- DIRECTIONS FOR THIS TASK -
Run through the data and copy out every line that mentions the word "backpack".

- DATA EXTRACT -

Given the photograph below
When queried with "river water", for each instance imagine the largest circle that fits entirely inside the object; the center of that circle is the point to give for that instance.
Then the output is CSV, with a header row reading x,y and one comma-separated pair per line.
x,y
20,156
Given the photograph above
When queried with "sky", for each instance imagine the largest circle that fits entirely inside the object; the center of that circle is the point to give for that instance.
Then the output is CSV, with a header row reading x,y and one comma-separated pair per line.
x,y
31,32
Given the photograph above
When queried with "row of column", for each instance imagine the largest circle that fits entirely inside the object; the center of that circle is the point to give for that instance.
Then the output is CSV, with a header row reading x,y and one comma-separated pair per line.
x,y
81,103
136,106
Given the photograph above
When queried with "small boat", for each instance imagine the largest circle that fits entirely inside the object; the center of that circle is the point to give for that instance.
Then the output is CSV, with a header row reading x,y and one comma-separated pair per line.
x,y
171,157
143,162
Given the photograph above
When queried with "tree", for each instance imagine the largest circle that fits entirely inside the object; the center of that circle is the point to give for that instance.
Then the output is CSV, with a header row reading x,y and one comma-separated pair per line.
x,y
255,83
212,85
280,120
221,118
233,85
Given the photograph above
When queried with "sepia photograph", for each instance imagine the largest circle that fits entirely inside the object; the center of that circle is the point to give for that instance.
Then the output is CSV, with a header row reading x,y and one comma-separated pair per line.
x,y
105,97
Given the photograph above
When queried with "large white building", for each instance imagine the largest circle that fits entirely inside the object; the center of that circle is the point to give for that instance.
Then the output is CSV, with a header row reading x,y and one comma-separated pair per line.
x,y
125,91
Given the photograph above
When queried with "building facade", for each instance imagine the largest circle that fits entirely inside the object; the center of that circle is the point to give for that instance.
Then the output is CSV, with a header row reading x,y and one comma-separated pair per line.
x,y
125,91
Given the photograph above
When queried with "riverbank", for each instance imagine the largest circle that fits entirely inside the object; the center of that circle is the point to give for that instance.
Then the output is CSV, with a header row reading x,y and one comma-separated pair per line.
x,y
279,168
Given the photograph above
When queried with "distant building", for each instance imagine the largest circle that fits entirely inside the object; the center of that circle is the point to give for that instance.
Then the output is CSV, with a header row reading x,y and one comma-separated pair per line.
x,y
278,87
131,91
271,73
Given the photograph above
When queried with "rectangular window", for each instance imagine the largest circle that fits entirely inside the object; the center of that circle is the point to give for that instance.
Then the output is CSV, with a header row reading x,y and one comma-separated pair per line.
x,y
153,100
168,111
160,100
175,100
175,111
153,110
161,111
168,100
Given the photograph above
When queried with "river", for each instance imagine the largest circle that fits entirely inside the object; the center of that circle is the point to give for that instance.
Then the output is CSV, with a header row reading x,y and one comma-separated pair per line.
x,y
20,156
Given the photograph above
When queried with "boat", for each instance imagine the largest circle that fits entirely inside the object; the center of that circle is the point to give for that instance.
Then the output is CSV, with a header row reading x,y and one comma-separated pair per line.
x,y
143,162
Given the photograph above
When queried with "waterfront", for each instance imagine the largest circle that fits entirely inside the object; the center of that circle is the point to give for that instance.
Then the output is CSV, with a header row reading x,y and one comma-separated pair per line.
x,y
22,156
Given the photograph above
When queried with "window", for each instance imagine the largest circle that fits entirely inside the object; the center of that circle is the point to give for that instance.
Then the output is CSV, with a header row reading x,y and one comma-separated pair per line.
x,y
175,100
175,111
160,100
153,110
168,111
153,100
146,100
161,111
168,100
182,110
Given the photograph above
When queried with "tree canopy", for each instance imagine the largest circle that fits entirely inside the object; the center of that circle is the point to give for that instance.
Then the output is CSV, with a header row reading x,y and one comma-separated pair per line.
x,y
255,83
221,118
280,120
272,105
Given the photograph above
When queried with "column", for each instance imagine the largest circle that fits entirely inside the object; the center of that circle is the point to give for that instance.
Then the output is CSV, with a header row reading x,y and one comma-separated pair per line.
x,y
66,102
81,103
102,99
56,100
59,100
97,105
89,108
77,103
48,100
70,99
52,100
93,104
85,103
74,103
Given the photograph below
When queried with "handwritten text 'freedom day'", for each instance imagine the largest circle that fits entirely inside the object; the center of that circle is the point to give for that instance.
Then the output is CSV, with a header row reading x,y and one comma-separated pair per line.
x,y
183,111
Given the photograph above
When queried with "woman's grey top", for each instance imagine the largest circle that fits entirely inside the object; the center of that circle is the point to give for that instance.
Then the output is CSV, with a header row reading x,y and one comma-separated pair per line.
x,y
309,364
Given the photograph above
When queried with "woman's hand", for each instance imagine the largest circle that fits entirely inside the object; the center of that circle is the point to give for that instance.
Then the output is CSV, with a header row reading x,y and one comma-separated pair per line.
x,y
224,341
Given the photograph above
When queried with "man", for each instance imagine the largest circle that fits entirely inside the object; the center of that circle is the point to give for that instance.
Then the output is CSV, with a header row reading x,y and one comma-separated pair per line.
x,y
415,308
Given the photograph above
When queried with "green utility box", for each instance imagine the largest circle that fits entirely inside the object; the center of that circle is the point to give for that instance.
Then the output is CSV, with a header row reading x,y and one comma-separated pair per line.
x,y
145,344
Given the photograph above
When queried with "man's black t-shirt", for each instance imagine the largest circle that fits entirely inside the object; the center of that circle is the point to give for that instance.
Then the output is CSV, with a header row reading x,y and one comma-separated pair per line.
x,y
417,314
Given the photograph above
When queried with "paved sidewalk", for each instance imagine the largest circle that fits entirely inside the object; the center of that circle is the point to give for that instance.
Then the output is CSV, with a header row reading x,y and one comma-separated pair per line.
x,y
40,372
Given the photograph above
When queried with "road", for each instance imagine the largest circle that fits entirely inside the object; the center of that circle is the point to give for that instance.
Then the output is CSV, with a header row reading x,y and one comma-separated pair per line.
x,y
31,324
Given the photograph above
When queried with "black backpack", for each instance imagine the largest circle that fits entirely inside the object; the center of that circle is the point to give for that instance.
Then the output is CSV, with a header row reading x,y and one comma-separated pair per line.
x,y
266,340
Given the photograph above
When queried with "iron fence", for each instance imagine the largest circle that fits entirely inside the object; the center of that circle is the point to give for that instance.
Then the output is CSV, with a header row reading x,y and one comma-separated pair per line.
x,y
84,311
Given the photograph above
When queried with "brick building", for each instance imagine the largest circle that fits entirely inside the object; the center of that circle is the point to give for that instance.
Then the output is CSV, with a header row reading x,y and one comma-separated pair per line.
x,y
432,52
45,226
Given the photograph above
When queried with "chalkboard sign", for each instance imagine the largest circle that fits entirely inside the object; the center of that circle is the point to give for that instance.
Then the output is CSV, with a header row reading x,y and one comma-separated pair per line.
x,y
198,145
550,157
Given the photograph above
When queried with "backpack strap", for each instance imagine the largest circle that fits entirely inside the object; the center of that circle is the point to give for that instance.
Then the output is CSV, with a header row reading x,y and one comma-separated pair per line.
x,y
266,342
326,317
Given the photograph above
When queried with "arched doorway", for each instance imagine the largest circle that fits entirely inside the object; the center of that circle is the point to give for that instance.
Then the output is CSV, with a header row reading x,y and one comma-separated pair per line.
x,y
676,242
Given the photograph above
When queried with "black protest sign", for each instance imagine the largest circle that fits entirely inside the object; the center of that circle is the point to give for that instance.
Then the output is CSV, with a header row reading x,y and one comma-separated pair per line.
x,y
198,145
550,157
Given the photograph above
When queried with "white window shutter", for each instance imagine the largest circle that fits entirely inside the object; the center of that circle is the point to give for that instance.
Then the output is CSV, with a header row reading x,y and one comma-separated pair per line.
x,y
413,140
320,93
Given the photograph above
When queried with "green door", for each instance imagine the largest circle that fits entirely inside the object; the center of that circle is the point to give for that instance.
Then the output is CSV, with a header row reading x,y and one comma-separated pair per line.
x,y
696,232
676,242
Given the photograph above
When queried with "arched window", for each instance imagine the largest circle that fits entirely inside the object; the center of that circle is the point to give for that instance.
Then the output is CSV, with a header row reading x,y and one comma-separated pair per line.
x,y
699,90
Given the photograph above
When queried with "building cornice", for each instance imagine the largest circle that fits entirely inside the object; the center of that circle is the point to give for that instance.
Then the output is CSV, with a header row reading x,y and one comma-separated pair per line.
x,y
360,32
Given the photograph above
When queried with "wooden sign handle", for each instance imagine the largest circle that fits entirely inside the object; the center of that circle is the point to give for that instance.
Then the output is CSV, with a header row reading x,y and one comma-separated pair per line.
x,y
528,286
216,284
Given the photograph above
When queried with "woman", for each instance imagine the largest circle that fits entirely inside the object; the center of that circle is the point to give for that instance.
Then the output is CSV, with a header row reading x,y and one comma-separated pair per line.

- RESULT -
When queried with "black backpack", for each instance imagine the largest circle that fits entirely inside the object; the center of that circle is the point to give for that instance.
When queried with "backpack strap", for each instance imagine the largest circle that fits entirely inside the object; the center of that circle is the point to give for that instance.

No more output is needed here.